Exercise: Please say how many lines in the entries below hold the string "bedpost", with no other words.

(Natural-language object grounding data)

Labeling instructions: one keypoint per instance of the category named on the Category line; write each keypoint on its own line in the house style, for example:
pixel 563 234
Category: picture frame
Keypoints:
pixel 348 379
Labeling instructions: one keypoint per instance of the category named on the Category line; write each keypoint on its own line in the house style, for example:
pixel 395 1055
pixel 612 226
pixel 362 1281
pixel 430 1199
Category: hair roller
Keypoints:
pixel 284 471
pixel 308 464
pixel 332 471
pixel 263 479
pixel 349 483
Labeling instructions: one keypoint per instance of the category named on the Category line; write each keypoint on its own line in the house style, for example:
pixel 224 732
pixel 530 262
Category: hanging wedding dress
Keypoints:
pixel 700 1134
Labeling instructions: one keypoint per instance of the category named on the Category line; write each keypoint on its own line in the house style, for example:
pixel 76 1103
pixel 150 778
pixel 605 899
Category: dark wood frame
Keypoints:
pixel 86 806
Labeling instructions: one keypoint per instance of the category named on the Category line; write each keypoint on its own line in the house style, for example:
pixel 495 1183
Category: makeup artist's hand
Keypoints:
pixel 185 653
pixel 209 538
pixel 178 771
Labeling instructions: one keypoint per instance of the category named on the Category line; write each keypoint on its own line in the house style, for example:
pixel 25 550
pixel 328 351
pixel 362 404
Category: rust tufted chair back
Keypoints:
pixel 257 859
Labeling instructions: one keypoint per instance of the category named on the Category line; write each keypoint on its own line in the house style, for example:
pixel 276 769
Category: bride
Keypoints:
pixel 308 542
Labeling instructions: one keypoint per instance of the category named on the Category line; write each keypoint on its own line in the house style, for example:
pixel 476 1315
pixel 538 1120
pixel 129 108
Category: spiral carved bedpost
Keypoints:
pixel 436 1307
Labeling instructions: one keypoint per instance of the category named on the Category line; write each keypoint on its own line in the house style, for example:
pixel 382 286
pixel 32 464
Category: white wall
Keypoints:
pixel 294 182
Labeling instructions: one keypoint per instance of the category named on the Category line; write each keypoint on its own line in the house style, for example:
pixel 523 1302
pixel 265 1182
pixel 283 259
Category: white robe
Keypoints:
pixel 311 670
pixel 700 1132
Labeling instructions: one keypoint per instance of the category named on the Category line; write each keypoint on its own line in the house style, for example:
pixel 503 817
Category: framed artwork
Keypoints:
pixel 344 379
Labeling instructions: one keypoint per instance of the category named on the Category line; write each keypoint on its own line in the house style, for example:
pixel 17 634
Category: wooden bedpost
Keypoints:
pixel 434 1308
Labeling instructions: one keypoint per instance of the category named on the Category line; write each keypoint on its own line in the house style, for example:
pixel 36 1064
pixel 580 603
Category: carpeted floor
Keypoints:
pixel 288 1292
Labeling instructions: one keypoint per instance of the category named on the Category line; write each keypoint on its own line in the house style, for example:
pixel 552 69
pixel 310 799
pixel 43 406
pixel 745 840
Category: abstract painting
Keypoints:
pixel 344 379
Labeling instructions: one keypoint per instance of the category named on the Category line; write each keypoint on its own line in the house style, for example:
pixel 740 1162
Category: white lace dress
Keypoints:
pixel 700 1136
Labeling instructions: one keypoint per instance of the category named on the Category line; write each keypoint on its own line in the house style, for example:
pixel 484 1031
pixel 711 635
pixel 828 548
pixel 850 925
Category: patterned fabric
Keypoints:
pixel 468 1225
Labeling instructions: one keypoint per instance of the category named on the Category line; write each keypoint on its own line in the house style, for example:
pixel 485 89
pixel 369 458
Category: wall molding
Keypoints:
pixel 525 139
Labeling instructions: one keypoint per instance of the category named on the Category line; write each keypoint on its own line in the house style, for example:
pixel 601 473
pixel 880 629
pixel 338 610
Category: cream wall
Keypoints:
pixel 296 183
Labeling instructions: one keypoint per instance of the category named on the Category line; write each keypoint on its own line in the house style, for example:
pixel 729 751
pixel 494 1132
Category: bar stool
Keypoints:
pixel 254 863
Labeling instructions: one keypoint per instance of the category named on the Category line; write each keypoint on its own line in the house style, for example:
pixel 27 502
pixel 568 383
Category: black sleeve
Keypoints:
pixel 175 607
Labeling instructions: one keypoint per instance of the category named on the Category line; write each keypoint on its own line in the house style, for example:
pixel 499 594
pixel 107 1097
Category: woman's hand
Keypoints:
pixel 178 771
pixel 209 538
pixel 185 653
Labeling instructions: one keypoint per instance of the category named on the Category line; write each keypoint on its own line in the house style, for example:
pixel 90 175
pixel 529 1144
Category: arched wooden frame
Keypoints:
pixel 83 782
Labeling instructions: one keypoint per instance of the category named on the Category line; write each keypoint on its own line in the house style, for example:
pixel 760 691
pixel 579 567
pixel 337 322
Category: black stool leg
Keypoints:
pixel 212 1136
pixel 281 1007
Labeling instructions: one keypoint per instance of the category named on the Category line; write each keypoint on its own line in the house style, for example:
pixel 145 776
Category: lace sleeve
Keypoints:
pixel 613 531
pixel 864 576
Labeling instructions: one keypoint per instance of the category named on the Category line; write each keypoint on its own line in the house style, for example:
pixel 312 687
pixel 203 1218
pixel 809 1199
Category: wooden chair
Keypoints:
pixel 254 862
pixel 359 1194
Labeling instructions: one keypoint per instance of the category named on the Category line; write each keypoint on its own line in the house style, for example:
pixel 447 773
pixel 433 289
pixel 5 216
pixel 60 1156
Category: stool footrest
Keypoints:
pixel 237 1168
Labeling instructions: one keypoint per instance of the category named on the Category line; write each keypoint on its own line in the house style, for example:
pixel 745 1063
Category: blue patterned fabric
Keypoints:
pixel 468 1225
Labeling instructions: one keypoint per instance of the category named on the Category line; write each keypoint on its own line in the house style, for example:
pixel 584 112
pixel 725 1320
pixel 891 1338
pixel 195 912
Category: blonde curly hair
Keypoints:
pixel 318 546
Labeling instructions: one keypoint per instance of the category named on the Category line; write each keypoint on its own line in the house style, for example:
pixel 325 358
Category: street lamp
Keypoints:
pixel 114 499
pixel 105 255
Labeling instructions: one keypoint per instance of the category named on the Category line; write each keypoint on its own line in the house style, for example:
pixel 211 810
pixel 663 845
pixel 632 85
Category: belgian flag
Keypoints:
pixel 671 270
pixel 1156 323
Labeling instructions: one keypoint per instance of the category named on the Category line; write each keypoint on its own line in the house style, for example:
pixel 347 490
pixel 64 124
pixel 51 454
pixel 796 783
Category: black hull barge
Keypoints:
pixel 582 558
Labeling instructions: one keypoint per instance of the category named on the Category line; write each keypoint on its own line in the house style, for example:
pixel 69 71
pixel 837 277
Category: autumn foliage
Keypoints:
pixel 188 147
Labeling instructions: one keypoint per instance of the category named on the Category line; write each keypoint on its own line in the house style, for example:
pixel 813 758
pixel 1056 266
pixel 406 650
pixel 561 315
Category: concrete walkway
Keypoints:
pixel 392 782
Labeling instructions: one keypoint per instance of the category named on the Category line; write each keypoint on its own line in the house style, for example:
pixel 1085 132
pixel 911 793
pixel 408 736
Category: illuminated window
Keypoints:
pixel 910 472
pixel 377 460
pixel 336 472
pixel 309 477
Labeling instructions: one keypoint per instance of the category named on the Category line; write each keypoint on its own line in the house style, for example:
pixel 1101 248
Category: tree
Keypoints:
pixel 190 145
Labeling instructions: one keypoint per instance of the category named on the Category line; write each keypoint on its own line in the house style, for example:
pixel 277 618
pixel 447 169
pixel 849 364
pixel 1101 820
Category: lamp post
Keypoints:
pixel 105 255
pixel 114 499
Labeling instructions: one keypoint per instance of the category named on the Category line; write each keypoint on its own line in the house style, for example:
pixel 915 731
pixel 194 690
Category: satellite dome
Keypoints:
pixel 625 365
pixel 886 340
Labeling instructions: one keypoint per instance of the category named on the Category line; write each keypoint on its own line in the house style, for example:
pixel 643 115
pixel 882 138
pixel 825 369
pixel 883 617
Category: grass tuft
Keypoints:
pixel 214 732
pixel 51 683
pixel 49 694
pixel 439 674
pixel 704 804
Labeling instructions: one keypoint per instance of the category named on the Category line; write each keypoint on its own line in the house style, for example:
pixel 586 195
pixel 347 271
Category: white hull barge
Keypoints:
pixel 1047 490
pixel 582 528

Reply: 2